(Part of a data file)
--- Begin ---
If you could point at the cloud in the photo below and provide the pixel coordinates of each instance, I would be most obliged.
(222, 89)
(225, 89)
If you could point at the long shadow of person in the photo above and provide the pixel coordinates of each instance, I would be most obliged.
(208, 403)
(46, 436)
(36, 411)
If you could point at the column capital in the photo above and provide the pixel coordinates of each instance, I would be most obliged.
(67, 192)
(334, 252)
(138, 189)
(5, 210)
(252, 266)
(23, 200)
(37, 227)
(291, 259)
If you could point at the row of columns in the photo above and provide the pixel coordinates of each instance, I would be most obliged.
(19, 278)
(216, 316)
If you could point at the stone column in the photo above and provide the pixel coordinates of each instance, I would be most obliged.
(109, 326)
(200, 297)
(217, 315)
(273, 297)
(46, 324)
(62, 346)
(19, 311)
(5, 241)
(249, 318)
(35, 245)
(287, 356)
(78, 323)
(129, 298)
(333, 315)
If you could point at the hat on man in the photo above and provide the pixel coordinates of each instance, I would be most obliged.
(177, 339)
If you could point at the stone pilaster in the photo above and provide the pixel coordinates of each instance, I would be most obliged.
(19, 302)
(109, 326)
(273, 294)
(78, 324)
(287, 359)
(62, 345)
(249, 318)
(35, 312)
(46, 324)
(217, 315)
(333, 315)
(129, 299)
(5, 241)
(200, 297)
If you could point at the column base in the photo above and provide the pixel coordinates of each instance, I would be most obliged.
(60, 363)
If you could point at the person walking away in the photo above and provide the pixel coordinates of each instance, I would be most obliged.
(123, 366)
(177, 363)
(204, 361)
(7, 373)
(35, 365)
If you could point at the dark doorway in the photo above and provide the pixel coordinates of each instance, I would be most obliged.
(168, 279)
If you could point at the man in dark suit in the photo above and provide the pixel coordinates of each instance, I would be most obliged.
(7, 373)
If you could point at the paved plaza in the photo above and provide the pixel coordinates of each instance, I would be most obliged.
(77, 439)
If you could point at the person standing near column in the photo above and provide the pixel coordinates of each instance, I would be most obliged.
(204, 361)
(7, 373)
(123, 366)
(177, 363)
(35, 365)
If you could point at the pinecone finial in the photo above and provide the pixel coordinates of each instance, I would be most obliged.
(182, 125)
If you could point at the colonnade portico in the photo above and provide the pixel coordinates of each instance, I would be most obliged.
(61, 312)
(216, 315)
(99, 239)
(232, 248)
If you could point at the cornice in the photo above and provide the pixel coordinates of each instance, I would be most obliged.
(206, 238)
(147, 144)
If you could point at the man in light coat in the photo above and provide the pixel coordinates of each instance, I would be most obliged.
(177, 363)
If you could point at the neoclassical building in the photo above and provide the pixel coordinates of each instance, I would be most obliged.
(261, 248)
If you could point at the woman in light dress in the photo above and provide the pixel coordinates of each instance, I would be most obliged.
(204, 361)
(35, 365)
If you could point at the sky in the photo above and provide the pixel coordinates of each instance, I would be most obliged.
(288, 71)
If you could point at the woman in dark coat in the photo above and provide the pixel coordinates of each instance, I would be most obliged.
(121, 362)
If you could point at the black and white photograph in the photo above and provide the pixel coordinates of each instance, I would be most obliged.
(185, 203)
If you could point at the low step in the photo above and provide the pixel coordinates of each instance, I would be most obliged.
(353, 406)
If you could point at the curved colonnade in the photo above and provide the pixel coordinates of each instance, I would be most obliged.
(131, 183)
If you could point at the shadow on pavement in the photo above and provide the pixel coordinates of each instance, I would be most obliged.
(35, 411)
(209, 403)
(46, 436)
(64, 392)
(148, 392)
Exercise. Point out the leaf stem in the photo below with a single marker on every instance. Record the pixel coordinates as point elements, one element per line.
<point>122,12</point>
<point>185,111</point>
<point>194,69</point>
--- End ---
- REQUIRED TASK -
Restate word for word the lines from the one holding "If you could point at the man in light" to the end of the listing, both ends included, and nothing more.

- WORKED SOLUTION -
If you could point at the man in light coat in the photo above and provide the pixel coordinates of each instance, I would be most obliged.
(177, 363)
If you could point at the neoclassical building in the photo above and provide the pixel coordinates of each instance, I would be most obliged.
(261, 248)
If you could point at the woman in light dress in the photo above and provide the pixel coordinates of each instance, I would be most obliged.
(204, 361)
(35, 365)
If you could point at the sky in the photo above and provide the pixel coordinates of each instance, I would be most obliged.
(288, 71)
If you could point at the woman in dark coat in the photo above and provide the pixel coordinates of each instance, I would be most obliged.
(121, 362)
If you could point at the black and white photograph in the photo above and provide the pixel coordinates of each instance, I would be most obliged.
(185, 203)
If you could point at the low step in the photo above and provide the pixel coordinates of each instance, I would be most obliged.
(353, 406)
If you could point at the curved colonnade in the photo above and provide the pixel coordinates of each instance, I would be most obliged.
(131, 183)
If you could point at the shadow on pavement in the photo above and provide the pixel coordinates of each instance, I would be most obliged.
(35, 411)
(209, 403)
(46, 436)
(64, 392)
(148, 392)
Exercise. Point out the leaf stem in the photo below with a single marker on every instance. Record the pixel coordinates as point elements, one element per line.
<point>122,12</point>
<point>185,111</point>
<point>194,69</point>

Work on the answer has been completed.